__YOUR GOAL__
Count the lines in the data below that contain the string "ceiling", treating uppercase and lowercase letters as different, and give only the resulting number.

__RAW DATA__
________

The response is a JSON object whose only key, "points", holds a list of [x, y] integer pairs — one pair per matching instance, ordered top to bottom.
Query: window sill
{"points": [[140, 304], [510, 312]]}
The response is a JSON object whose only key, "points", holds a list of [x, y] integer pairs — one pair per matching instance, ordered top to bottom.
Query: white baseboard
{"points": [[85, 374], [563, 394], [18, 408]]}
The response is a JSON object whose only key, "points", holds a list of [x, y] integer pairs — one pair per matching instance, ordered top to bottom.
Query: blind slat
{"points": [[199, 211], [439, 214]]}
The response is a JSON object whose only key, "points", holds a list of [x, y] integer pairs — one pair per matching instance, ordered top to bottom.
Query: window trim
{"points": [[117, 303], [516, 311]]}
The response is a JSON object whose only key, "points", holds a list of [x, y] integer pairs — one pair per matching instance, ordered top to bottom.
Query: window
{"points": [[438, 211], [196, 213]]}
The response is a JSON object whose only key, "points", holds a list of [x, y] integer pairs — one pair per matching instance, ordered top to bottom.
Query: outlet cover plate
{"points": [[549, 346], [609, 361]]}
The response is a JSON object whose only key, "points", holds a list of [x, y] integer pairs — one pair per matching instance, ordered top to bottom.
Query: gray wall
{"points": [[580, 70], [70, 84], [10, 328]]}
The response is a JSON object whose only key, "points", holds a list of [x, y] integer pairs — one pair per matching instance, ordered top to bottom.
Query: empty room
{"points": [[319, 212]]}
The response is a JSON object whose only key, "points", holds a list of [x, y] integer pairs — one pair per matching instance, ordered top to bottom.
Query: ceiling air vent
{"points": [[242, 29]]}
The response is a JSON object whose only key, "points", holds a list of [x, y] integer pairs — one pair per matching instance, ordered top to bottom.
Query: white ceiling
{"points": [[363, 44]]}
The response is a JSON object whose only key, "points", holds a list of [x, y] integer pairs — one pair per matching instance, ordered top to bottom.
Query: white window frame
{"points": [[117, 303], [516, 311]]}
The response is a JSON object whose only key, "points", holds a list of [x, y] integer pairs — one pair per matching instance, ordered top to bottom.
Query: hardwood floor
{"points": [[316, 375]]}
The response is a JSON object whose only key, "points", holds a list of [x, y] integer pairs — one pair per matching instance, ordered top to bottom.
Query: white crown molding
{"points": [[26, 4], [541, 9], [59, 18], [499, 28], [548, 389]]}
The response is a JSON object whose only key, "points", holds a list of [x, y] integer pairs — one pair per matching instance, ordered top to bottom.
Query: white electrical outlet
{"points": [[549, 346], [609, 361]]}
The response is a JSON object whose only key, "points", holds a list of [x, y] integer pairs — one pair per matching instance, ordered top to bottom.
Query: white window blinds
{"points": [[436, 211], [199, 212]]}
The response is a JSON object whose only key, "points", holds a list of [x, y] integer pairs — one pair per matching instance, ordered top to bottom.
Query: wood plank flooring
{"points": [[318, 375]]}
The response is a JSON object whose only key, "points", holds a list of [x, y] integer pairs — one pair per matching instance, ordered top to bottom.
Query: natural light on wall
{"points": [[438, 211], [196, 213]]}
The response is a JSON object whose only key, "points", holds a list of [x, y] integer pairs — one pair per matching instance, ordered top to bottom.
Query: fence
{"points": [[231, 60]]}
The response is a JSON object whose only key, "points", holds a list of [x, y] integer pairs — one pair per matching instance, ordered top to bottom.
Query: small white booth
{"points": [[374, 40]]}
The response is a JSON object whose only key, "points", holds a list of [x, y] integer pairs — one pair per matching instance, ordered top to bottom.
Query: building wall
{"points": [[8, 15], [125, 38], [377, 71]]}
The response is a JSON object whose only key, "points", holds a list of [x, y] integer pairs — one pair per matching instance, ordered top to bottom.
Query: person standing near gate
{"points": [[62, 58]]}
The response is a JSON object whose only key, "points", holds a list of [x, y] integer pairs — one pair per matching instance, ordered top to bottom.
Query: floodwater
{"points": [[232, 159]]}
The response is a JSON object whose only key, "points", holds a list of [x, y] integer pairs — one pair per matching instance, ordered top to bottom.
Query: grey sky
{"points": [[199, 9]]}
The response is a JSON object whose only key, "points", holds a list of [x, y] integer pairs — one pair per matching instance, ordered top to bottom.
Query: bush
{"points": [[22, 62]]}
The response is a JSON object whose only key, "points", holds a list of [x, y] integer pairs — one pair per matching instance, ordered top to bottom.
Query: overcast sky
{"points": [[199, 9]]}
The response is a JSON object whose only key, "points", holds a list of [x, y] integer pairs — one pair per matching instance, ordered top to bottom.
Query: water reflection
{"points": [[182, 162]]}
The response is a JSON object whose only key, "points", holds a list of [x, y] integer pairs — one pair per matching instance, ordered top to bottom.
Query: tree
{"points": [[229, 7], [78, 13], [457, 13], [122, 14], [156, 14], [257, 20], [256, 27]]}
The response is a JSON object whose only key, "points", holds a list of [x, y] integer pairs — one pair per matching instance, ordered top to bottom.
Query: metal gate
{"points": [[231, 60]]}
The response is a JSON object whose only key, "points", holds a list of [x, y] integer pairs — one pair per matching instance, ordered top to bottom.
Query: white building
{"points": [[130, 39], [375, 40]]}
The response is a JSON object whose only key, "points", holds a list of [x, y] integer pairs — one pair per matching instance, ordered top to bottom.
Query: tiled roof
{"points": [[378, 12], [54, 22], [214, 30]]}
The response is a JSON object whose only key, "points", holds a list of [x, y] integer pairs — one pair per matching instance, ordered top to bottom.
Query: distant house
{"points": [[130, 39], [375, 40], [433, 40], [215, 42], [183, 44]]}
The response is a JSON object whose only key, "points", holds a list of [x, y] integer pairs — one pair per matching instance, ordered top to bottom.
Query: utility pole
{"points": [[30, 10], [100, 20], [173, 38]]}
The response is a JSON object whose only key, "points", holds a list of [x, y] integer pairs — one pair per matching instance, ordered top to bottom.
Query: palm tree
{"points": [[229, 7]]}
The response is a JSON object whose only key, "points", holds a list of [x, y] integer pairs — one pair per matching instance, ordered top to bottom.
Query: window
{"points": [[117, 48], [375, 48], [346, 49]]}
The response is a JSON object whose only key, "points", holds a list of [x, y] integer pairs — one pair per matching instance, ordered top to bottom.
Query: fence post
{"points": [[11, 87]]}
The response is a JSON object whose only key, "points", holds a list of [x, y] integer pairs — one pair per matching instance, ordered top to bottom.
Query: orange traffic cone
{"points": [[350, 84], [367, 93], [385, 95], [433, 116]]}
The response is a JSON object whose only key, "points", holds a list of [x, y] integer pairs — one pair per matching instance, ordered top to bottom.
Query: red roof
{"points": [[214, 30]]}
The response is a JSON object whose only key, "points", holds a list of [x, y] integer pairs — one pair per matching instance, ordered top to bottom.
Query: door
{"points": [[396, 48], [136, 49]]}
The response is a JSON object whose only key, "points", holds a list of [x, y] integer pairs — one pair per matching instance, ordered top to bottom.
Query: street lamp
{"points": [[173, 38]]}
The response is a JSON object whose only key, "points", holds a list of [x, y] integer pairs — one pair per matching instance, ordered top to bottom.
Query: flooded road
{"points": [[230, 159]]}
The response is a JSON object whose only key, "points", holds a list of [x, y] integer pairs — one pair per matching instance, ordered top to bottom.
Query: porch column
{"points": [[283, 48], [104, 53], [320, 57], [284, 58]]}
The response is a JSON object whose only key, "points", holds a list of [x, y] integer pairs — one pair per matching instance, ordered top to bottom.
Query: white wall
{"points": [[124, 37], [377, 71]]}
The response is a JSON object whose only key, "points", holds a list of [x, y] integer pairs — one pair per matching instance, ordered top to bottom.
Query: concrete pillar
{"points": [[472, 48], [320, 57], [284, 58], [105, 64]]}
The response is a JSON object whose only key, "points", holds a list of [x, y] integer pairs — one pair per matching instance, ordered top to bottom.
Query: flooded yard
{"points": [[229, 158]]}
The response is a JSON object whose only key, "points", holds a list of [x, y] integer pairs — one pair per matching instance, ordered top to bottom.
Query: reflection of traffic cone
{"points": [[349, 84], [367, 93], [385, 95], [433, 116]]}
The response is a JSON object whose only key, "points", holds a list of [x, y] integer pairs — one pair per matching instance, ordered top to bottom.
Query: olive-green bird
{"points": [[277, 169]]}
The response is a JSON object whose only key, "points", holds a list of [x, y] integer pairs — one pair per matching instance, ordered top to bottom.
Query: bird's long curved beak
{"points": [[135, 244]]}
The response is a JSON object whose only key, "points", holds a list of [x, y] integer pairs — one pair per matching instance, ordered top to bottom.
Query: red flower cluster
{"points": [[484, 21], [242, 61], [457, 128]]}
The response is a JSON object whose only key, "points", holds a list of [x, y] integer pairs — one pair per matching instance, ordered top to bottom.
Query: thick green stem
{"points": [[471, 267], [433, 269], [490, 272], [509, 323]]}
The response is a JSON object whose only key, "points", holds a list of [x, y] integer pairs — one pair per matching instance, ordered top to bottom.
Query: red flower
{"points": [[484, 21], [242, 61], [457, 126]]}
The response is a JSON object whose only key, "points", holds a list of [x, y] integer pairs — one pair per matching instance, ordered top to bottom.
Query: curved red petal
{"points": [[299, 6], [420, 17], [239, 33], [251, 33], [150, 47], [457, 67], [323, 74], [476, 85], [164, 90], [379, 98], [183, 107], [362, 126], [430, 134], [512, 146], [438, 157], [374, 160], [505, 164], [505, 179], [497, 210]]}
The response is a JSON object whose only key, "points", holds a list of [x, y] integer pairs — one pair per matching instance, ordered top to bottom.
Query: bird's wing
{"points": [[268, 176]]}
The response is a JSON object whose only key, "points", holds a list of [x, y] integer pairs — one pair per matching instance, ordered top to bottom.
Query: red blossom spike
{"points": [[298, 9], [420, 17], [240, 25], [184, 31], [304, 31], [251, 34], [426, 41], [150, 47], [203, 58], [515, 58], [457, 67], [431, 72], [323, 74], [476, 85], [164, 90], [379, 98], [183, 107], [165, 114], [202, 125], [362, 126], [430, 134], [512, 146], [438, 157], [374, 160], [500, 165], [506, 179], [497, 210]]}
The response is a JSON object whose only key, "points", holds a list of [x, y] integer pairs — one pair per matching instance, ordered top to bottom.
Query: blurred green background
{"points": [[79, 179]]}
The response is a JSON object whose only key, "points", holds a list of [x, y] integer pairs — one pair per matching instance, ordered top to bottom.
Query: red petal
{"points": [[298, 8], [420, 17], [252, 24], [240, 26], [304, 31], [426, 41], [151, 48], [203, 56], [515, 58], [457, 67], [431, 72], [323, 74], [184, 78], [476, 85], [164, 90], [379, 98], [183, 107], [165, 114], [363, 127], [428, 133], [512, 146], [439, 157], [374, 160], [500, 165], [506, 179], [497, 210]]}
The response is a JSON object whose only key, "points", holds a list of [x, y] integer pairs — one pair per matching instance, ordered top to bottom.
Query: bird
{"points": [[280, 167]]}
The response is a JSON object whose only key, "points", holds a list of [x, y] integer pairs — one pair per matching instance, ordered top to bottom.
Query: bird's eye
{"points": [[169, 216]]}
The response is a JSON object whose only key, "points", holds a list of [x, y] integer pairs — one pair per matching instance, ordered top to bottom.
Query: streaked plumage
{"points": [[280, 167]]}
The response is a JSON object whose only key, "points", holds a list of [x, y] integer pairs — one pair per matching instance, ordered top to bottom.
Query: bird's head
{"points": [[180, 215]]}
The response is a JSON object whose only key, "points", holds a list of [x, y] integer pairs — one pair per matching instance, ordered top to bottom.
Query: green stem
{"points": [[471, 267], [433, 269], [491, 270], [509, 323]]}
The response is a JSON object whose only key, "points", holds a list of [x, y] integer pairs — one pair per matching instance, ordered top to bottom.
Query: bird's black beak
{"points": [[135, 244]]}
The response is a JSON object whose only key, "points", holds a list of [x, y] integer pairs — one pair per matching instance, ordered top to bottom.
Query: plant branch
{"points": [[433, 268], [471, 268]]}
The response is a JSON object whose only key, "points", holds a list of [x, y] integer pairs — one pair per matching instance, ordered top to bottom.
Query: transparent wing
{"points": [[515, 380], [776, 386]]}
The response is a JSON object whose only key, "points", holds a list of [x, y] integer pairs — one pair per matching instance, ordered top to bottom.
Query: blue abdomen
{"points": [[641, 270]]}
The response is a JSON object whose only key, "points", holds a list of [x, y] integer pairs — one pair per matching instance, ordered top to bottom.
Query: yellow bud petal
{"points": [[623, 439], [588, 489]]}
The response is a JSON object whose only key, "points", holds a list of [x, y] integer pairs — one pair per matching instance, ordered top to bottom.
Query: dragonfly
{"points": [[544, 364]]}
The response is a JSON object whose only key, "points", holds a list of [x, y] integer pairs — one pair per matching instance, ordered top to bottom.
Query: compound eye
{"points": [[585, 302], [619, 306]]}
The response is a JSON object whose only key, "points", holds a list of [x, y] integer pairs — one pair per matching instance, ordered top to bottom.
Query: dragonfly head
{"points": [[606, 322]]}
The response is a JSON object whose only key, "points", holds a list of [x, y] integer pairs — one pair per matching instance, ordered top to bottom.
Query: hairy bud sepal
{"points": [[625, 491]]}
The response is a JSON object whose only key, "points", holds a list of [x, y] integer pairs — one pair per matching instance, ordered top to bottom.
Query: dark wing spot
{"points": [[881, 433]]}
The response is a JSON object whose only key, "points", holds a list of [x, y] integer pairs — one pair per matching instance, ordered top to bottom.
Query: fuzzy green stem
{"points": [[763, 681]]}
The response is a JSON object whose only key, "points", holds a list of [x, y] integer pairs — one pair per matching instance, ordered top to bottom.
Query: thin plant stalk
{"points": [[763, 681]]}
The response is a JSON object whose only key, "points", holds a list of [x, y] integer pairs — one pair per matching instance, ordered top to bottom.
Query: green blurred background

________

__EXERCISE RESULT__
2